### THE TASK:
Rewrite the entries below, replacing every occurrence of "moth" with "butterfly" and leaving all other wording unchanged. Omit the pictures from your answer.

### DATA EXCERPTS:
= = = = =

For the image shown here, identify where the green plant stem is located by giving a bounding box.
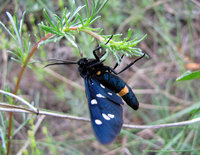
[67,26,103,41]
[7,33,53,155]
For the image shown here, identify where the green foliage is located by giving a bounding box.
[176,71,200,81]
[39,0,146,63]
[0,12,31,64]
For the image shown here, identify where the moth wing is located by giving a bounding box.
[85,78,123,144]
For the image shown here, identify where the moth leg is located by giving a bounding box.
[93,35,113,61]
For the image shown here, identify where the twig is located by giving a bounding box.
[17,115,45,155]
[0,90,37,112]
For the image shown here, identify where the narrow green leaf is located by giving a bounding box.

= = = = =

### RESULT OF THE EXERCISE:
For the image shown here, identify where the green plant stem is located by giving a bounding box.
[67,26,103,41]
[7,33,53,155]
For the image shown here, identify where the green foliage is located by giving a bounding box.
[176,71,200,81]
[39,0,146,63]
[0,12,31,64]
For the image shown here, identify where the butterfly wing is located by giving a bounding box.
[85,78,123,144]
For the image shown here, identify where the butterfly leg is located by giving a bounding box.
[93,35,113,61]
For the image shown here, identify where the twig is located by giving a bounding box.
[17,115,45,155]
[0,90,37,112]
For the image shown here, identify where the narrow green leaf is located by giving a bounding box.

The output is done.